• SET EXERCISE 1: Rescale the listing from the line with "the white foam trail" through the end of the listing, both ends included. Repeat the requests, and multiply every coordinate in the answers by 1.7, rounding to whole numbers with halves rounded up. Leave the pictures out of your reply.

• EXTRACTED TEXT:
------------------------------
Support ARM/Thumb interworking #35

MrAnno · 2022-01-02T02:29:40Z

My understanding is that we have to support all possible scenarios, where both the original main() and new_main() can either be Thumb or ARM.

Note: I could not find a way to make the Thumb code generation optional, but it seems Thumb is a pretty old thing.

TODO:

Retest on real armv6
Retest on real armv8
"Provide your own main" tests: arm-calls-arm, thumb-calls-thumb, arm-calls-thumb, thumb-calls-arm

This fixes the BXF_ARCH_ARM and BXF_ARCH_ARM64 macros as well.

MrAnno · 2022-01-02T02:56:26Z

Hm, I'm not sure what happened with the timeout.c sample, it crashes somewhere in libc, before calling our patched main.

Snaipe · 2022-01-02T13:05:51Z

I'm not even seeing the failure logs on Cirrus, maybe the ARM runner is broken. In any case, if I'd had to guess, I'd assume it crashes trying to call main if the trampoline is not compatible?

MrAnno · 2022-01-02T18:50:10Z

Oh I think I have identified the exact problem.
------------------------------
• SET EXERCISE 2: Supply the next part of the thread on ARM/Thumb interworking support, picking up after its final sentence.

Stored data entries:
------------------------------
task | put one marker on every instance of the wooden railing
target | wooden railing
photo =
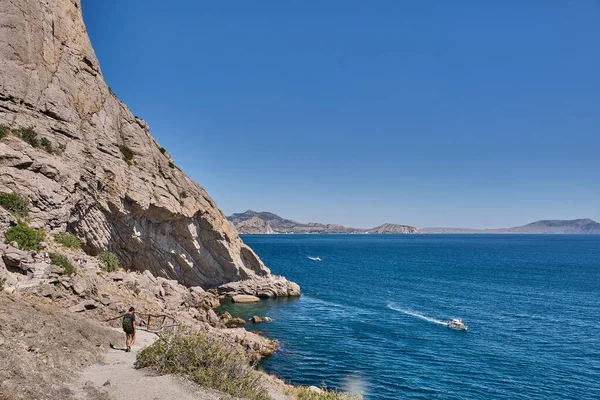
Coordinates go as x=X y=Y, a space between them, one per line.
x=145 y=322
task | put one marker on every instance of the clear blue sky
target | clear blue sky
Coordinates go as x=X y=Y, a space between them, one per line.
x=429 y=113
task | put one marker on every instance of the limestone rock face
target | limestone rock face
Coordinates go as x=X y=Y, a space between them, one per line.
x=146 y=210
x=264 y=287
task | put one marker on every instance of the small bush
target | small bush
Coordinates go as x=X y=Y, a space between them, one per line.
x=68 y=240
x=206 y=360
x=110 y=260
x=28 y=135
x=127 y=154
x=62 y=261
x=15 y=204
x=46 y=145
x=135 y=288
x=27 y=238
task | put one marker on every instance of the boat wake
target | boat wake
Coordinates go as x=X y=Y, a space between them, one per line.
x=392 y=306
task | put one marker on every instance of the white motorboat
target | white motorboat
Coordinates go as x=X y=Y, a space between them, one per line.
x=457 y=325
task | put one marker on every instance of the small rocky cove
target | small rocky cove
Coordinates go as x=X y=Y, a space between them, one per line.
x=136 y=230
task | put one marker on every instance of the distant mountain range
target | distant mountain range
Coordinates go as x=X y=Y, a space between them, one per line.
x=550 y=226
x=252 y=222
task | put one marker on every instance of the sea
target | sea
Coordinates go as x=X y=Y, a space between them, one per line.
x=371 y=318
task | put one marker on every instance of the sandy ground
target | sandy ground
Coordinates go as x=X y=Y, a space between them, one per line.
x=117 y=379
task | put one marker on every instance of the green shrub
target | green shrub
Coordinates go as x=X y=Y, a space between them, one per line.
x=62 y=261
x=135 y=288
x=15 y=204
x=46 y=145
x=110 y=260
x=27 y=135
x=68 y=240
x=127 y=154
x=27 y=238
x=206 y=360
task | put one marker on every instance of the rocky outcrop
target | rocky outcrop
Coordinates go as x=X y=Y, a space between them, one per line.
x=252 y=222
x=100 y=174
x=263 y=287
x=101 y=295
x=259 y=320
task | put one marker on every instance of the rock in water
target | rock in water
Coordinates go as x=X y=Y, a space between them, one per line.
x=244 y=298
x=258 y=320
x=99 y=172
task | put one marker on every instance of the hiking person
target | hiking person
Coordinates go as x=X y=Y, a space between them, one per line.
x=129 y=328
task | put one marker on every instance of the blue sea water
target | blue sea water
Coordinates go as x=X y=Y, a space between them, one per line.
x=371 y=314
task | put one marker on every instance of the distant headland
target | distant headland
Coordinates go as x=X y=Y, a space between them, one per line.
x=253 y=222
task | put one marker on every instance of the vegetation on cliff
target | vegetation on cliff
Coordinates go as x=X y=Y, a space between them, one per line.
x=68 y=240
x=205 y=360
x=110 y=261
x=15 y=204
x=27 y=238
x=62 y=261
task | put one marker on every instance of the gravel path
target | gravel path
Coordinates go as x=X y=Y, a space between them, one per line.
x=117 y=379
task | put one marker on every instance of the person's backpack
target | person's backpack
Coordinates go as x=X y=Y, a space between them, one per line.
x=127 y=325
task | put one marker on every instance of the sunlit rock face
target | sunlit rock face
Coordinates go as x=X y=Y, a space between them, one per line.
x=105 y=178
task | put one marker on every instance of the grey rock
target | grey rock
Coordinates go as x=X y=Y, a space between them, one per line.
x=79 y=286
x=264 y=287
x=84 y=305
x=258 y=320
x=116 y=276
x=47 y=291
x=244 y=298
x=52 y=81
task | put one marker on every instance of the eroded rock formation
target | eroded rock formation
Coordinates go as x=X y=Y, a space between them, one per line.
x=102 y=176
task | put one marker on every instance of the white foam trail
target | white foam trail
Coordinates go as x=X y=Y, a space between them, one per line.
x=414 y=314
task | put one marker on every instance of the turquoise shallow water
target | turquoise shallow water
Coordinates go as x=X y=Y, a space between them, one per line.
x=369 y=315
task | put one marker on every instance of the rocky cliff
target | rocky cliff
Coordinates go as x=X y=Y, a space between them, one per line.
x=252 y=222
x=87 y=165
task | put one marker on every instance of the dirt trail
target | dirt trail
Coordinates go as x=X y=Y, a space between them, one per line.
x=117 y=379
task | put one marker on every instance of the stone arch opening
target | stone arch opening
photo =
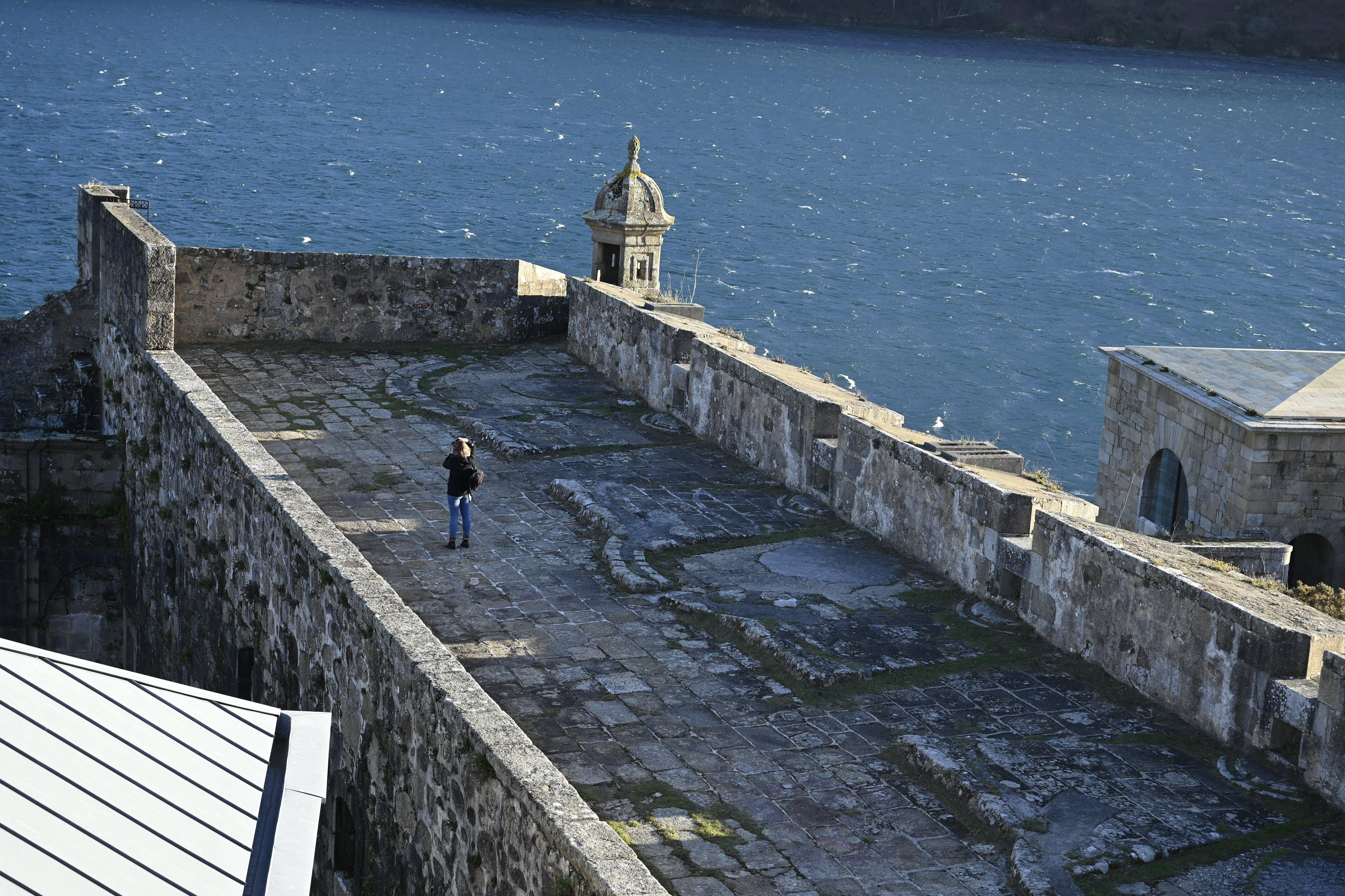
------------------------------
• RIGHT ANSWER 1:
task | put one marker on every instance of the white foam trail
target | white foam trail
Coordinates go as x=X y=Y, a space between them, one per line.
x=704 y=534
task | put one marker on every instance of the turquoise shallow water
target | turquoise shallow water
Coordinates go as x=X y=Y, a space between them, one per line.
x=627 y=536
task | put one marker on every instance of the rocky cliff
target | rocky cliff
Coordinates go as x=X y=Y, a space between them, one per line.
x=428 y=377
x=148 y=281
task | put one marker on every instance of the dirt trail
target | dirt trail
Coordinates go as x=X y=Y, a space between them, one per line.
x=199 y=644
task | put one marker on every instance of the stone arch opening
target | stone arch opening
photo =

• RIGHT ANSWER 2:
ldr     r3, addr_data_alt
bx      r3

addr_data_alt:
.fill 4, 1, 0

The assembler generates the following from the above:

(gdb) x/3i opcodes
   0xfffef608:  ldr     r3, [pc, #0]    ; (0xfffef60c)
   0xfffef60a:  bx      r3
   0xfffef60c:  address of new_main

pc is 2 instructions ahead, which is 4 bytes in Thumb mode.

But when PC is used as a base register for addressing operations, it uses a word-aligned value, which means the offset is variable, so this can't be used reliably for patching. timeout.c is failing because its main function's address is not word-aligned (it's halfword-aligned), so the trampoline jumps to the wrong location:

(gdb) x/3i main
   0x4012e6:    ldr     r3, [pc, #0]    ; (0x4012e8)
   0x4012e8:    bx      r3
   0x4012ea:    address of new_main

MrAnno · 2022-01-02T19:59:45Z

I'm testing an idea that could make this truly position independent.

BX exchanges the instruction set if necessary.

MrAnno · 2022-01-03T01:39:33Z

Well, I'm not proud of the end result, but it finally works.

src/asm/trampoline-arm.S

Snaipe · 2022-01-03T13:10:34Z

src/exe-elf.c

@@ -179,7 +187,8 @@ int bxfi_exe_patch_main(bxfi_exe_fn *new_main)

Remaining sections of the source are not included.